**The exercise**
Count the lines below that contain the string "brown", treating uppercase and lowercase as different, and give only that number.
-- Start Extracted information --
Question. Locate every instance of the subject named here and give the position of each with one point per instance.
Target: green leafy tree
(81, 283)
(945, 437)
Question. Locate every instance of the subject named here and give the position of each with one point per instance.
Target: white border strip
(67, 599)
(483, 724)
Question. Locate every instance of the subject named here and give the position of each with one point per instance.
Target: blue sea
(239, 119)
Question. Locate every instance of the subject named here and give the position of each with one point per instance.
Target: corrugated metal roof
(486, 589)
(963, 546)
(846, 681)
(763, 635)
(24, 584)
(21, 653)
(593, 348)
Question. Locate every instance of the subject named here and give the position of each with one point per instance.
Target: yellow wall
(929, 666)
-- End Extracted information --
-- Start Extracted information --
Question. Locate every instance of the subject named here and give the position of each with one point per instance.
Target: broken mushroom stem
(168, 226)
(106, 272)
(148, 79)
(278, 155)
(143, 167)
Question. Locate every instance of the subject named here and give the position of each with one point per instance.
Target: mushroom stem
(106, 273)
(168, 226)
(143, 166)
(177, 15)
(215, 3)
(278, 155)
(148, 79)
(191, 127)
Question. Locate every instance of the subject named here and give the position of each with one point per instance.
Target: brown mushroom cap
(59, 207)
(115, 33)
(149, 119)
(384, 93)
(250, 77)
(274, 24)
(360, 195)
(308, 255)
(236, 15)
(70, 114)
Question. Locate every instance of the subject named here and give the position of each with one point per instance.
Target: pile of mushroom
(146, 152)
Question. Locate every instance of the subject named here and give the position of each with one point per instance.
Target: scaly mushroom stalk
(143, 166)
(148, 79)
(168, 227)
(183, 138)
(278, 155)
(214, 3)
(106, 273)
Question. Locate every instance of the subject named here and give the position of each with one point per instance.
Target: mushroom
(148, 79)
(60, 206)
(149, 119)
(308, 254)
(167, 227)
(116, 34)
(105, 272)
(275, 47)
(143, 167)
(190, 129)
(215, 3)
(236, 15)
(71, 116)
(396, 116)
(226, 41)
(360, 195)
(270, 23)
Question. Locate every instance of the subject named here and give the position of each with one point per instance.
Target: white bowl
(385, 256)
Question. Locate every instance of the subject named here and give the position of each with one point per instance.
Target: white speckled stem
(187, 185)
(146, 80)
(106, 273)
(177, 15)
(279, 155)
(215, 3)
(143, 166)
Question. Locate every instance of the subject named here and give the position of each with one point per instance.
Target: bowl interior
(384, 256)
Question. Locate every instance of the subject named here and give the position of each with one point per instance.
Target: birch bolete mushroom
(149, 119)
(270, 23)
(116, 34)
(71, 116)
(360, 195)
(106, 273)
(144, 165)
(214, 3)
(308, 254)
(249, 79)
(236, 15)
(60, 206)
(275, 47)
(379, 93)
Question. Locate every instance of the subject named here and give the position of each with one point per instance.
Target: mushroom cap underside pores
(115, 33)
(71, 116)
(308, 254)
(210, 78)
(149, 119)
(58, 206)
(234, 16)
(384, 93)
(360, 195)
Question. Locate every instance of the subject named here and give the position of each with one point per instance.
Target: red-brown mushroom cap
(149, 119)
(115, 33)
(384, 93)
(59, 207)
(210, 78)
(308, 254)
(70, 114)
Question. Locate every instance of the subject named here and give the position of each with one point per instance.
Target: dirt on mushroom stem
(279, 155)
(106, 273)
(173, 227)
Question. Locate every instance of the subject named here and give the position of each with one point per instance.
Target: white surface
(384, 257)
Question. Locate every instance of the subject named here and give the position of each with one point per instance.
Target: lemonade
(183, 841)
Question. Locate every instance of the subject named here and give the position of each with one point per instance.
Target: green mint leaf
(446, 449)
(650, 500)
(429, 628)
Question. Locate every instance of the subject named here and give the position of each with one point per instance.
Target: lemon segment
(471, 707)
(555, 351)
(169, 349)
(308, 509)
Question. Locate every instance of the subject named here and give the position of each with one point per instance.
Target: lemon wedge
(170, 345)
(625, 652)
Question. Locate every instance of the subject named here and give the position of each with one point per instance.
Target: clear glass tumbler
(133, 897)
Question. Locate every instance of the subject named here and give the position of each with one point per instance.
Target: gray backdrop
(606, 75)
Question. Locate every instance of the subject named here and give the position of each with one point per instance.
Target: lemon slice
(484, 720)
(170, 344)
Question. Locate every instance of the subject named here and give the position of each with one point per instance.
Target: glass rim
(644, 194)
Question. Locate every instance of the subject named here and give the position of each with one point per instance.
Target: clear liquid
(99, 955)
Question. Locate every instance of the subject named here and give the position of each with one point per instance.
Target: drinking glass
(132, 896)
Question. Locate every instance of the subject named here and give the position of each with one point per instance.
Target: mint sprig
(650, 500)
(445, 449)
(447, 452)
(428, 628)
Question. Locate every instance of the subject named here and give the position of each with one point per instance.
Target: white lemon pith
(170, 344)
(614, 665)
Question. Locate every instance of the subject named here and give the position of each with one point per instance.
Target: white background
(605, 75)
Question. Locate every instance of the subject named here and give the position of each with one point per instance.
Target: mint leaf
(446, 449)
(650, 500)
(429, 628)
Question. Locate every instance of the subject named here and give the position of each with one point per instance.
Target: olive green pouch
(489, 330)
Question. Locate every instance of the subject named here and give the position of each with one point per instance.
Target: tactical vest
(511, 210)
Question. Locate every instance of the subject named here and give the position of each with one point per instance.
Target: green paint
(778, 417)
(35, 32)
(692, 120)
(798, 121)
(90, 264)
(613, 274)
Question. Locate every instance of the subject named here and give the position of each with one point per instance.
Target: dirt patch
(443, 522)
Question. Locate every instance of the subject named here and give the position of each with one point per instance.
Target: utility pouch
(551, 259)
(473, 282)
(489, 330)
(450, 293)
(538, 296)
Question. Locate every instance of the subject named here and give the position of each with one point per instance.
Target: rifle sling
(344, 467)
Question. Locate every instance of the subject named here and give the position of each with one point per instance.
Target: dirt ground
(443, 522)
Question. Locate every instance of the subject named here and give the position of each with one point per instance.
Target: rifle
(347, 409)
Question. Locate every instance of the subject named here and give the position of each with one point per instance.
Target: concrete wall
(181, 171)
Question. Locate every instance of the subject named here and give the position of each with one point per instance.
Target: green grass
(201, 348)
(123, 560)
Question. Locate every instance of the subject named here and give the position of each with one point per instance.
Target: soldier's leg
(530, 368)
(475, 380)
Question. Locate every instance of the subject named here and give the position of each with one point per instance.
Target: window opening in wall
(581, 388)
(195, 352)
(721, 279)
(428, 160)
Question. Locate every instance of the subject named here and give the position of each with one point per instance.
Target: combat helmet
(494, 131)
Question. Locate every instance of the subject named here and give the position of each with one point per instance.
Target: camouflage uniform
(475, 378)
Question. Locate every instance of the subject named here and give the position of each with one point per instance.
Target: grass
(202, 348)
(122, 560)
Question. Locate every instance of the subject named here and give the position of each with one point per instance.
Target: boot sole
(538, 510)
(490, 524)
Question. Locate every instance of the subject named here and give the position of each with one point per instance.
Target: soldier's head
-- End Extracted information --
-- Start Extracted information --
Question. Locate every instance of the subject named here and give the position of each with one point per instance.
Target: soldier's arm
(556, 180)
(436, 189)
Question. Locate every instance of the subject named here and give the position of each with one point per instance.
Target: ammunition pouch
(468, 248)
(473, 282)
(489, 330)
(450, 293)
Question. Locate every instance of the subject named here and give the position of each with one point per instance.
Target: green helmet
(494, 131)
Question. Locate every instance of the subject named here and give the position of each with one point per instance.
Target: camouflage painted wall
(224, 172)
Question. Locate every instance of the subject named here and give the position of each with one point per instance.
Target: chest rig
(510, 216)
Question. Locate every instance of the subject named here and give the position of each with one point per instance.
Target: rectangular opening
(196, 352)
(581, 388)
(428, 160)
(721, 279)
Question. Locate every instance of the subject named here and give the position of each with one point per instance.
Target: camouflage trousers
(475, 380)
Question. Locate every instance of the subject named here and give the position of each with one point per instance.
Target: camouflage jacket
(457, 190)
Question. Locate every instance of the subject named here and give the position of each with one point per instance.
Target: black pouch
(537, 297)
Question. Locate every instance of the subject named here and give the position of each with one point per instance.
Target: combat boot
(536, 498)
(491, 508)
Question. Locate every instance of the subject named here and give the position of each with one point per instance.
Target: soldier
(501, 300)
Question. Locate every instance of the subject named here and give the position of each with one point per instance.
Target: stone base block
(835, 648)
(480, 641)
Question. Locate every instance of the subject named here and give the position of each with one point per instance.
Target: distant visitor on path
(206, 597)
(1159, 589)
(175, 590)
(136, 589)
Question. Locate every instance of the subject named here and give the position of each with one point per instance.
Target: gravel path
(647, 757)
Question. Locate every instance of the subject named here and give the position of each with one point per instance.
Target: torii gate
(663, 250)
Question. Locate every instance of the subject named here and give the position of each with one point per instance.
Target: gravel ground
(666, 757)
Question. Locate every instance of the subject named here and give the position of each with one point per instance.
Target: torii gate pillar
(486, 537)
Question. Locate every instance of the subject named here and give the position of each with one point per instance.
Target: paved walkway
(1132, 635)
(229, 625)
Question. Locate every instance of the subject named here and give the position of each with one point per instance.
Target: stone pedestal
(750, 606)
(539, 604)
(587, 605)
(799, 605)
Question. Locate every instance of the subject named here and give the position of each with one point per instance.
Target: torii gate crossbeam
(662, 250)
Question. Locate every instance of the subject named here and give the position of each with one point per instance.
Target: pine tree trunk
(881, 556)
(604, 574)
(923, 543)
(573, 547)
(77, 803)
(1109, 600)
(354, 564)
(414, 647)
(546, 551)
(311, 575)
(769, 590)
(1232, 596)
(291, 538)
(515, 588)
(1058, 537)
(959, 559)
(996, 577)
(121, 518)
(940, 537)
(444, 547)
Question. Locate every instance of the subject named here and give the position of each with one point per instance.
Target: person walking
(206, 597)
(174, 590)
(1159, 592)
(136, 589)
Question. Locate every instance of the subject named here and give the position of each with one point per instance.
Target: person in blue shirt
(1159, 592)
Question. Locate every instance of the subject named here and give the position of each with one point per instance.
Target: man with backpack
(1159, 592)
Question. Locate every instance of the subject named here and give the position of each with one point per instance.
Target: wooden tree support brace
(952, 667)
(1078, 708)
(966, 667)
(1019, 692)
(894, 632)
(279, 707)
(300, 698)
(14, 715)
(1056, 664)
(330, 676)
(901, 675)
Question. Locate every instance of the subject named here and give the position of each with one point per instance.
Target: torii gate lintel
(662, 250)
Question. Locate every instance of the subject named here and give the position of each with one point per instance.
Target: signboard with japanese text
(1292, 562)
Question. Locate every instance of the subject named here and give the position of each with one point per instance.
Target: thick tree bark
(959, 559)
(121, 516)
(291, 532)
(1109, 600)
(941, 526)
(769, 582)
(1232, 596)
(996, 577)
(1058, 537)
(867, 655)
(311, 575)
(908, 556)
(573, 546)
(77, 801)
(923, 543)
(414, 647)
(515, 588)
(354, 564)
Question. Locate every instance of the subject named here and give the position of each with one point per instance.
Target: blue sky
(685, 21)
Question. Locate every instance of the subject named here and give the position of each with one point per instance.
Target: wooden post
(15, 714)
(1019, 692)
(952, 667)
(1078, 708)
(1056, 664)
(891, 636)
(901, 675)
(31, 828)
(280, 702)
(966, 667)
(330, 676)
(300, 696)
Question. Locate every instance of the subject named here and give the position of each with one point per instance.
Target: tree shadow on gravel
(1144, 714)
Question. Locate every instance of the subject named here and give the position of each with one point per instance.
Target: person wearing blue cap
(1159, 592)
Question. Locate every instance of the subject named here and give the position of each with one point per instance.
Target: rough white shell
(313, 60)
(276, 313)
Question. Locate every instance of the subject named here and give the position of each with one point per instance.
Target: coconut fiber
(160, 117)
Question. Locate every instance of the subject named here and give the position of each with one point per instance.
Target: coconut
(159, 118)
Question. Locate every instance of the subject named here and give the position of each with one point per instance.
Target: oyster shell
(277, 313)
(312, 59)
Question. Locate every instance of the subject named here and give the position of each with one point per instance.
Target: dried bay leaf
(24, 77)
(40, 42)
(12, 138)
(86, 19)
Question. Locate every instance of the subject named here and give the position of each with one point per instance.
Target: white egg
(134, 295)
-- End Extracted information --
**Solution below**
2